What is required
Pick out every line in the records below that contains the word "horizon", and copy each of those lines unchanged.

━━━━━━━━━━━━━━━━━━━━

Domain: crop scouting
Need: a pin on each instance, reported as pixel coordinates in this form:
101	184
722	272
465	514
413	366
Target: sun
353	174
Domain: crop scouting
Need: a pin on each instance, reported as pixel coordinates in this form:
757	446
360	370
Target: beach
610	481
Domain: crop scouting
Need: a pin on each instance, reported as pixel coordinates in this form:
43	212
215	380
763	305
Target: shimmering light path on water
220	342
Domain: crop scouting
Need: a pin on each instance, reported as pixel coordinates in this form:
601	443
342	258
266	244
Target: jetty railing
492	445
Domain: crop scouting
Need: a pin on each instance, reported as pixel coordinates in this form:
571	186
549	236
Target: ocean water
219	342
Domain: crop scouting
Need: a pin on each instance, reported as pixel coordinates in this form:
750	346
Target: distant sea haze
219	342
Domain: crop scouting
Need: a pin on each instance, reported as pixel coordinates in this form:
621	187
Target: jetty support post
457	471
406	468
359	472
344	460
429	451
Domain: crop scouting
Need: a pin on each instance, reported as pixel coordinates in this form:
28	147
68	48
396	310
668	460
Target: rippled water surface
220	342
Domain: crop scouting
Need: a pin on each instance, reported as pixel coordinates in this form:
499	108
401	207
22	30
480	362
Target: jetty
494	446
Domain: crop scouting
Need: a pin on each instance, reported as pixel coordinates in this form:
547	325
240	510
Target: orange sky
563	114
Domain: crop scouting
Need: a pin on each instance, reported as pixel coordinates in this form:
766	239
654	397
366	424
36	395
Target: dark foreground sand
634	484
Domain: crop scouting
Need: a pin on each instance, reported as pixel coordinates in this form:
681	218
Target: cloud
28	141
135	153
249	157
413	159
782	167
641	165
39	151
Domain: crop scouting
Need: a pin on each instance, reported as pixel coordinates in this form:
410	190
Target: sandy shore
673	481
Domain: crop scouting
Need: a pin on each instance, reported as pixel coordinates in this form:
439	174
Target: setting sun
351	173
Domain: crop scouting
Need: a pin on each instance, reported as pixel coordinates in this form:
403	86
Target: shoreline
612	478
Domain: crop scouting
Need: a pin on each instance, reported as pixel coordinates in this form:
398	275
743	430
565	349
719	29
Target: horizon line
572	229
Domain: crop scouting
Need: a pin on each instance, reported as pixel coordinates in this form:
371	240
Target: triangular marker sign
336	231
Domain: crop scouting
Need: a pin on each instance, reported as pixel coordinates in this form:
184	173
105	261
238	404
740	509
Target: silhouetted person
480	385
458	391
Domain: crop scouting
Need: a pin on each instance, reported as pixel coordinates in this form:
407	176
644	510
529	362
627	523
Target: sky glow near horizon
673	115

━━━━━━━━━━━━━━━━━━━━

Answer
Target: horizon line
Target: sky glow near horizon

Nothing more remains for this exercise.